▶ _Quoted passage_:
########################################
Goldman Sachs' Brendan McCurdy: In turbulent times, communication is key 

Four key elements of an effective outreach plan"

In the first of a new monthly ‘better business’ column, Brendan McCurdy looks at how advisers can translate some common-sense thoughts on communication into common practice

Goldman Sachs Asset Management is committed to helping today’s investment professionals navigate global markets. In that same spirit, I am pleased to begin this new, regular monthly column, which will examine what we believe are some of the most pressing questions facing investors today.

My goal is to connect you to our best thinking on many of the subjects investors care about – including, for example, the impact of central-bank intervention on financial markets; the potential role of alternative investments in a well-diversified portfolio; and the anticipated transfer of trillions in wealth from the ‘Baby-Boomer’ generation to Millennials.
########################################
▶ _Rows_:

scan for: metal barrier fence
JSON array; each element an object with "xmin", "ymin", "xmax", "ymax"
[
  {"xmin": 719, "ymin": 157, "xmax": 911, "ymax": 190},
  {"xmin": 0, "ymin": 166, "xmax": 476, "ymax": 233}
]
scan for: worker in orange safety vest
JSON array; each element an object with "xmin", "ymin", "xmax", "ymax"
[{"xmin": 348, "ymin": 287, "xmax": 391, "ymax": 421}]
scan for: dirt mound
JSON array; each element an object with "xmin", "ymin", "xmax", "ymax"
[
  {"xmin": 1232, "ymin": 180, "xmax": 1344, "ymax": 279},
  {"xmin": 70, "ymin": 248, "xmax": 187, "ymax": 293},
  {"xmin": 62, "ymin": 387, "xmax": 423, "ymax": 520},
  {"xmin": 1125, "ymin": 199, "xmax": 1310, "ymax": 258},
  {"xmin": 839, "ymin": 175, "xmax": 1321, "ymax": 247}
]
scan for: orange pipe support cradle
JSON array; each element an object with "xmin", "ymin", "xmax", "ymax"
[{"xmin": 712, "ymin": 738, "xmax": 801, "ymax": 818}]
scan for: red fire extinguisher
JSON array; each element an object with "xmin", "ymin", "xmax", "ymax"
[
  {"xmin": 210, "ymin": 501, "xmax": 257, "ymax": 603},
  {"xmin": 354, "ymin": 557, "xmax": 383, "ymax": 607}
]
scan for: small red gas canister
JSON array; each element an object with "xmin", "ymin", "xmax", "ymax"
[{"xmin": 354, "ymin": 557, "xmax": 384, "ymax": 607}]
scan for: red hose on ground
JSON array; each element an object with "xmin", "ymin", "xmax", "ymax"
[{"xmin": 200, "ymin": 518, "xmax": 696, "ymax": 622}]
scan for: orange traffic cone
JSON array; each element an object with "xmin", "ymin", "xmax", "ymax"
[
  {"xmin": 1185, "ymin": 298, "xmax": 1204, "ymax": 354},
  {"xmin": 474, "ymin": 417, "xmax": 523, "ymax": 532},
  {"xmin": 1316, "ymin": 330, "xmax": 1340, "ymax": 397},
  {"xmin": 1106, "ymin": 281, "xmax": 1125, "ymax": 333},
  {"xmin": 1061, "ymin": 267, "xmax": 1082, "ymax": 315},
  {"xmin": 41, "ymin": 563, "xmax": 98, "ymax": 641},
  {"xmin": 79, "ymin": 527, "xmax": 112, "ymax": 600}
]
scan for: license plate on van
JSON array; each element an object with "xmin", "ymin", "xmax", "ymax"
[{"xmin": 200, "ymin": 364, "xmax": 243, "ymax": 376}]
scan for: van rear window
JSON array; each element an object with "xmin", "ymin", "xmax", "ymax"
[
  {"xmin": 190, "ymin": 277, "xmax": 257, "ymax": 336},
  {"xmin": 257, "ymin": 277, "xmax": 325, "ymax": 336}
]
########################################
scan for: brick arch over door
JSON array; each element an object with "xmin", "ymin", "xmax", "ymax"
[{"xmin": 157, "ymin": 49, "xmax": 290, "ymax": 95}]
########################################
▶ _Required tasks_:
**1)** Rewrite the paragraph of the column that begins "My goal is to connect you" as a short bulleted list, keeping its main facts.
**2)** Reproduce the stretch of the column from "In the first" through "facing investors today." without any changes.

▶ _Expected results_:
**1)**
- Goal: connect readers to our best thinking on subjects investors care about
- Example subjects:
  - the impact of central-bank intervention on financial markets
  - the potential role of alternative investments in a well-diversified portfolio
  - the anticipated transfer of trillions in wealth from the Baby-Boomer generation to Millennials

**2)**
In the first of a new monthly ‘better business’ column, Brendan McCurdy looks at how advisers can translate some common-sense thoughts on communication into common practice

Goldman Sachs Asset Management is committed to helping today’s investment professionals navigate global markets. In that same spirit, I am pleased to begin this new, regular monthly column, which will examine what we believe are some of the most pressing questions facing investors today.